Pick out and copy every line in the listing below that contains the word "wooden". Case counts, so a match must have the same capital and lowercase letters.

____

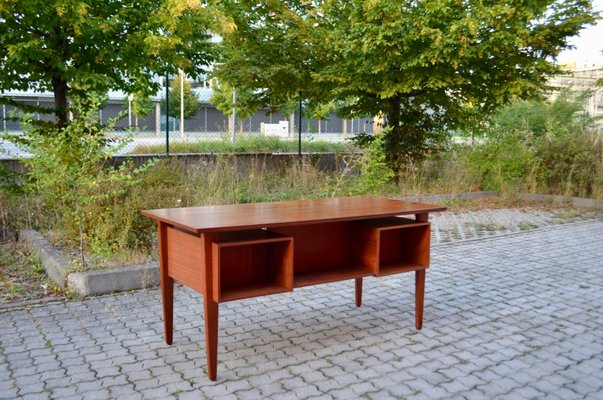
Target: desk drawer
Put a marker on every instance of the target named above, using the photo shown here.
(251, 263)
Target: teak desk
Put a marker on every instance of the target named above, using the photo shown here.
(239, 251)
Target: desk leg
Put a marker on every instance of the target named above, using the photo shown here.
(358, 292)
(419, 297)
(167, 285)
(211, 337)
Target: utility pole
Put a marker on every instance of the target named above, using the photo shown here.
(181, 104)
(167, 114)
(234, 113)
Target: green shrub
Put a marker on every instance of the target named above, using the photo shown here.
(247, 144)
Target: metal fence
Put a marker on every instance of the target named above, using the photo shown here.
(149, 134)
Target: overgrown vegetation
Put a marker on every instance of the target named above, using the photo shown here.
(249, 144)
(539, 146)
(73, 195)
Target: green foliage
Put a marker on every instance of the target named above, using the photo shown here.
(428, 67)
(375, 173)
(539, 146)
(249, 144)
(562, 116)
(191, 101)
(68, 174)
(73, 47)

____

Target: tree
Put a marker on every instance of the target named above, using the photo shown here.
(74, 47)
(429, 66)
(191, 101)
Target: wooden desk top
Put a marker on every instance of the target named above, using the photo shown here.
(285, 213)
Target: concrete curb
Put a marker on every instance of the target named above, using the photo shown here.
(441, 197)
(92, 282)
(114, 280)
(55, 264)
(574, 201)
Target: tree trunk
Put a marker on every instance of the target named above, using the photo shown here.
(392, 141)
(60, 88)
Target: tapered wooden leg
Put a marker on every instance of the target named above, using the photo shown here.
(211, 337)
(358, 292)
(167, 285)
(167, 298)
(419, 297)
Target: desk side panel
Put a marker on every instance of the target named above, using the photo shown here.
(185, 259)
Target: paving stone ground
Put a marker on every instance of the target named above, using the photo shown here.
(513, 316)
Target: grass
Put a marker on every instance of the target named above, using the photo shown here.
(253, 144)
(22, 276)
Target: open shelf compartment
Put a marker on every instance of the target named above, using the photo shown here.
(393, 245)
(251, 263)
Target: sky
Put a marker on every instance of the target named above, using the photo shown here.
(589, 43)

____

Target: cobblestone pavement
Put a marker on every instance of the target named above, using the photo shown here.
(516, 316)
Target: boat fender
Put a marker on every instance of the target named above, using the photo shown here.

____

▸ THE SOLUTION:
Target: wooden desk top
Target: tapered wooden leg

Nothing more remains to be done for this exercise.